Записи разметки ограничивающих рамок
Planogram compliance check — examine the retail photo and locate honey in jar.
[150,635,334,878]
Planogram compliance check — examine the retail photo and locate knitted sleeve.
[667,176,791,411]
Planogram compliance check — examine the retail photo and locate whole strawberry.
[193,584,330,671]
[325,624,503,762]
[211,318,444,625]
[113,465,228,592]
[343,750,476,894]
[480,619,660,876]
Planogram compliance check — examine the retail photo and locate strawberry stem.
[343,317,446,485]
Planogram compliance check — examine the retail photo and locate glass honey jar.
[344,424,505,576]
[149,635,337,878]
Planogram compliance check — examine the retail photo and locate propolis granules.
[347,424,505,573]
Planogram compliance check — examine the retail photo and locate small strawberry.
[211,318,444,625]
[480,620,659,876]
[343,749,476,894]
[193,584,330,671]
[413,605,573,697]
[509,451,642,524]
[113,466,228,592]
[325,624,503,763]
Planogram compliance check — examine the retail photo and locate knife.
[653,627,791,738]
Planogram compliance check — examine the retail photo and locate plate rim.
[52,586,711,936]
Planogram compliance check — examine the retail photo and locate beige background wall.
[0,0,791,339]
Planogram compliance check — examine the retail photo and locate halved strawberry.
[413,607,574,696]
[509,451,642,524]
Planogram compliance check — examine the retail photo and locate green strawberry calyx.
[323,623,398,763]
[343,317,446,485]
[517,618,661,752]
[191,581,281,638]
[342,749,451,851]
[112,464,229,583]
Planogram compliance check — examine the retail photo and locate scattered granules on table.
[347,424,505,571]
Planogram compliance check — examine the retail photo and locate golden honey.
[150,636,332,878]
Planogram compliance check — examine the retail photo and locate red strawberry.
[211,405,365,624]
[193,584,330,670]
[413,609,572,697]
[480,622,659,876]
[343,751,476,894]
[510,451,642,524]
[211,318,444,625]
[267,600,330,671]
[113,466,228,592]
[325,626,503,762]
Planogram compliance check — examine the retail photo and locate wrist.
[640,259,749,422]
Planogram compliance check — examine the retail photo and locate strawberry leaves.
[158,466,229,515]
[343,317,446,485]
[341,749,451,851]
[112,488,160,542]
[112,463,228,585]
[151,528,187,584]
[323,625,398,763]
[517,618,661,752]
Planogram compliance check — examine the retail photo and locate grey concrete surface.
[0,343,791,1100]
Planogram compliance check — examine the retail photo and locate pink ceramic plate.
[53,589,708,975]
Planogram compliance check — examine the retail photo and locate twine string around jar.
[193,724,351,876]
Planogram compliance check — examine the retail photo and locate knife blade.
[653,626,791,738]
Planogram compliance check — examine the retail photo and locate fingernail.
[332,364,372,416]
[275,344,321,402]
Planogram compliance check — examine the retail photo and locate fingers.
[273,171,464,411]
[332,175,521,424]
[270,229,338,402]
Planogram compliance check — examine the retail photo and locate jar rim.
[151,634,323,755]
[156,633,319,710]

==

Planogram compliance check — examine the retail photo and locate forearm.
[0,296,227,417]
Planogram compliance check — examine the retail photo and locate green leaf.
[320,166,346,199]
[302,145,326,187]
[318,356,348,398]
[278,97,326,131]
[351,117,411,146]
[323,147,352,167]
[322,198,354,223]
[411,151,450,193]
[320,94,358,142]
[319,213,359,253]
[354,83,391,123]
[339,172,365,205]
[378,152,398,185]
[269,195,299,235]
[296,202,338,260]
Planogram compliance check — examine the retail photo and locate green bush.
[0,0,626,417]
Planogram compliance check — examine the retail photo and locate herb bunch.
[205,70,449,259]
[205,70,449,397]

→ Цель
Выведите нумерованным списком строки данных, начиная со строки с «locate strawberry stem.» и заканчивая строкой с «[347,424,505,573]» включительно. Пустые строки пропустите.

→ Ответ ниже
1. Planogram compliance check — examine the retail photo and locate strawberry stem.
2. [343,317,446,485]
3. Planogram compliance check — examine the retail photo and locate glass honey jar.
4. [344,424,505,576]
5. [149,635,337,878]
6. Planogram compliance check — examine the retail photo and locate propolis granules.
7. [347,424,505,573]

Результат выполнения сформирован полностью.